Requirement: Reproduce the rows below word for word, from their first line up to and including the line with "Segment every instance".

————

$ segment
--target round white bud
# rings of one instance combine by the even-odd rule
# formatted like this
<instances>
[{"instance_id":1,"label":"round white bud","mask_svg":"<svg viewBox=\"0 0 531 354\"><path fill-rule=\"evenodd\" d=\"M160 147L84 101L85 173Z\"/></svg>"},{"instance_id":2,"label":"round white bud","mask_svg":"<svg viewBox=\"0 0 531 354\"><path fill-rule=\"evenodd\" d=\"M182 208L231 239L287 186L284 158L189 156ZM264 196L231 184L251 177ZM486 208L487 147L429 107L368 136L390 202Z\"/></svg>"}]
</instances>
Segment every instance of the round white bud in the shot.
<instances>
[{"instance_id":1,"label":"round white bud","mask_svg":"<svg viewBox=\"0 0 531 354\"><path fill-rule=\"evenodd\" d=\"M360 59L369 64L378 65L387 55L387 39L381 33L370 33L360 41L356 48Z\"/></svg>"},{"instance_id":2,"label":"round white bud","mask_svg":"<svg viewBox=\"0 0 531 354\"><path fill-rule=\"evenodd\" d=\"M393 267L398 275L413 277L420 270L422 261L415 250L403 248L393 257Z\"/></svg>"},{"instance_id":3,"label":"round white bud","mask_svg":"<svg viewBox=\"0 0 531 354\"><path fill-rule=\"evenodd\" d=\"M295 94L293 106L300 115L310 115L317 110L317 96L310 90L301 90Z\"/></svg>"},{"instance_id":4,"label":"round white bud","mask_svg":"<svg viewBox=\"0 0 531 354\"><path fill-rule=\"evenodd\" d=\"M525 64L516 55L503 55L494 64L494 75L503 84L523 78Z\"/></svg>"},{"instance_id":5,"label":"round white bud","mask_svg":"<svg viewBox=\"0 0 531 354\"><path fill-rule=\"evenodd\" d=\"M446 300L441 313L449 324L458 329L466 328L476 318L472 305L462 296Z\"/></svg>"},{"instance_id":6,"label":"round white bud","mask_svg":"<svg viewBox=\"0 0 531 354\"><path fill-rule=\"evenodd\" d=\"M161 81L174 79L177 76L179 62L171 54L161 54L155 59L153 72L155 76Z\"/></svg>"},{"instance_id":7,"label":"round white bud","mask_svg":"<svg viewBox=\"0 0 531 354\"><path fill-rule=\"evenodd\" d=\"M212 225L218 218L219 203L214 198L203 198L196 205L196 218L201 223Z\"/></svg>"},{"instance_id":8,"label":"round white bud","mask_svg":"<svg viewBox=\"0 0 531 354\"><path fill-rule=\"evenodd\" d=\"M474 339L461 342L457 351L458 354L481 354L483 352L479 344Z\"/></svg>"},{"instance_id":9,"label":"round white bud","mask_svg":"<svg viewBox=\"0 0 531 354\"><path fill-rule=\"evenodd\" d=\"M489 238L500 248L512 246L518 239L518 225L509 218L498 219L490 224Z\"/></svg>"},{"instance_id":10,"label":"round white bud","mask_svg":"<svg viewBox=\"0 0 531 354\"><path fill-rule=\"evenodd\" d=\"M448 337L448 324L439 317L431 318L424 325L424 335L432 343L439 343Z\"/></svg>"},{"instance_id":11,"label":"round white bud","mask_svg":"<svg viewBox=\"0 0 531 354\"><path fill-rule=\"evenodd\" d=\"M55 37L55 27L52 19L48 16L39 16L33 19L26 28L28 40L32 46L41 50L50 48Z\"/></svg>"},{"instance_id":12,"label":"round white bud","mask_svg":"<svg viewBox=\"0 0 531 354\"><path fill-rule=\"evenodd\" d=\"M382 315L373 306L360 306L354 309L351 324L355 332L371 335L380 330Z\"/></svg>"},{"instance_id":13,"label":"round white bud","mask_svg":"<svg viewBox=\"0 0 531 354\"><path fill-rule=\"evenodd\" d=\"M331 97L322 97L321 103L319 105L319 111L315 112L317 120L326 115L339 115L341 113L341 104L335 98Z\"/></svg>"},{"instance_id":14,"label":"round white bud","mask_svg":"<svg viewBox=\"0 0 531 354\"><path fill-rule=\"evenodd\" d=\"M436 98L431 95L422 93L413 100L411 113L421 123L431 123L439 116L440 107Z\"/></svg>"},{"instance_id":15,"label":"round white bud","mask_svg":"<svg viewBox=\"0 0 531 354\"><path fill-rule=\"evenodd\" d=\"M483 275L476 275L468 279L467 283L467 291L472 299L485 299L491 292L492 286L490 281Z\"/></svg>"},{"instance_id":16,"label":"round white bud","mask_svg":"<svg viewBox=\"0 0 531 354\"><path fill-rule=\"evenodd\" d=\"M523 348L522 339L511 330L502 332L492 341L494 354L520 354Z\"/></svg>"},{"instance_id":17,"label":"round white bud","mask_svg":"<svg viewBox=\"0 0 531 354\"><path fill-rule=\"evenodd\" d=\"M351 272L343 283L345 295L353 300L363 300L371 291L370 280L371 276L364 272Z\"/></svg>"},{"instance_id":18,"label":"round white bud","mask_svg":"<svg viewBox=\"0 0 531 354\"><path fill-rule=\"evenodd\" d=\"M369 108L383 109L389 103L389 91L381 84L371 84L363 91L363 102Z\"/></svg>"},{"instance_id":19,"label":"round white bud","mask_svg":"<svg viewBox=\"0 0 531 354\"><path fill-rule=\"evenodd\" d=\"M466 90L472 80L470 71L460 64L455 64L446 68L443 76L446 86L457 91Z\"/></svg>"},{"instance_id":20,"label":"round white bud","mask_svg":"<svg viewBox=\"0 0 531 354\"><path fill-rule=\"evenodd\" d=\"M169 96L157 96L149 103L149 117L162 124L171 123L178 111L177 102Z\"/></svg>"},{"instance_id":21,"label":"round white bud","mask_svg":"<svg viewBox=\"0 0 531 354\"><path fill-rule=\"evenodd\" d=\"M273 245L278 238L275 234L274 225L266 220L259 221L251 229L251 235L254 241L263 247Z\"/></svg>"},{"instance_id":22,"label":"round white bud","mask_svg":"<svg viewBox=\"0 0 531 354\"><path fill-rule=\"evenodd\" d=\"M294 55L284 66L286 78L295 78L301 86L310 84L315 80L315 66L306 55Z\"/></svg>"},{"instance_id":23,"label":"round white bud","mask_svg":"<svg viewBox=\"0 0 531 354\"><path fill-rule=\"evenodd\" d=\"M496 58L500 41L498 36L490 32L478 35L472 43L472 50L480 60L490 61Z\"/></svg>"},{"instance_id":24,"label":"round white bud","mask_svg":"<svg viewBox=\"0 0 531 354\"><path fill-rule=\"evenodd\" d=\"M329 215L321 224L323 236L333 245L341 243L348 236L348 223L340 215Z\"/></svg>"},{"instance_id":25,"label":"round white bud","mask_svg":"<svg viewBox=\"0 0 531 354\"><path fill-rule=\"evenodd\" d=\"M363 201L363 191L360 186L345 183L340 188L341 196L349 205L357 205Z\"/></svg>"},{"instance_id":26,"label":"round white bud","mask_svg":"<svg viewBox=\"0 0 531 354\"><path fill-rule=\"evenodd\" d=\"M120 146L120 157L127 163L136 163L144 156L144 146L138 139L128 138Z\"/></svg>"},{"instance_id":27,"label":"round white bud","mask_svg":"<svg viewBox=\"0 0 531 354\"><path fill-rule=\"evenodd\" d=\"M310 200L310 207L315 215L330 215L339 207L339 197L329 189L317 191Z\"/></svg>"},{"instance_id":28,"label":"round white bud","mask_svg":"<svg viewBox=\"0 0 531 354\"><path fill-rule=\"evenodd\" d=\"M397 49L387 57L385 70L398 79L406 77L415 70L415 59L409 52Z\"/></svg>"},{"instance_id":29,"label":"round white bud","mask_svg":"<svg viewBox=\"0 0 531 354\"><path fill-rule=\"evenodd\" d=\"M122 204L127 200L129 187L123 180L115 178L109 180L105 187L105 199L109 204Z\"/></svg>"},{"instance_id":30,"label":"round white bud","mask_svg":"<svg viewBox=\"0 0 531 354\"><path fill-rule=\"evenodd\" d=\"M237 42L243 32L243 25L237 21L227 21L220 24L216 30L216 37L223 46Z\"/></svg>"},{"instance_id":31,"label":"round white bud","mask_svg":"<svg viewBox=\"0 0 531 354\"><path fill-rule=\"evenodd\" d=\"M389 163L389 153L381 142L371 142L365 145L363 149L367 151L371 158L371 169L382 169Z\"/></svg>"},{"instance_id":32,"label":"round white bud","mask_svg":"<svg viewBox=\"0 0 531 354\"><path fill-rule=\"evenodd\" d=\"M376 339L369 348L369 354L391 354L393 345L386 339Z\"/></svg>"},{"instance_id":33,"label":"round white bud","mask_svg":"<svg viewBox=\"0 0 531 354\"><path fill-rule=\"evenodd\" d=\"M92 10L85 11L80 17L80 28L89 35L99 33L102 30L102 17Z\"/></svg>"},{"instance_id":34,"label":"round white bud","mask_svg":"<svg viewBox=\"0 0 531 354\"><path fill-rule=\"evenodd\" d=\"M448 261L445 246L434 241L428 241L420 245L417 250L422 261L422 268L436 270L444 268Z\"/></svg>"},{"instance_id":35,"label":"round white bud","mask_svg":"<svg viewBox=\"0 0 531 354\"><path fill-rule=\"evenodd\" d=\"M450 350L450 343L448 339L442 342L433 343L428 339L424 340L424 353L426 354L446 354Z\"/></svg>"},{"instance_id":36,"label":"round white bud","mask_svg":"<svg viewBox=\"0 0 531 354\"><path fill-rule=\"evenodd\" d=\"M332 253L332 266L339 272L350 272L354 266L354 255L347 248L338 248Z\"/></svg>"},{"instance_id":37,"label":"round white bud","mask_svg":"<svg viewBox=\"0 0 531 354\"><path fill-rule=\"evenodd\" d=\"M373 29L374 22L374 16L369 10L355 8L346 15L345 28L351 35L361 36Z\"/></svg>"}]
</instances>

————

Task response:
$ segment
--target round white bud
# rings of one instance combine by the even-odd rule
# formatted like this
<instances>
[{"instance_id":1,"label":"round white bud","mask_svg":"<svg viewBox=\"0 0 531 354\"><path fill-rule=\"evenodd\" d=\"M160 147L84 101L85 173Z\"/></svg>"},{"instance_id":2,"label":"round white bud","mask_svg":"<svg viewBox=\"0 0 531 354\"><path fill-rule=\"evenodd\" d=\"M182 208L231 239L287 186L284 158L189 156ZM264 196L231 184L251 177ZM486 208L487 147L429 107L368 136L390 202Z\"/></svg>"}]
</instances>
Segment every instance of the round white bud in the shot.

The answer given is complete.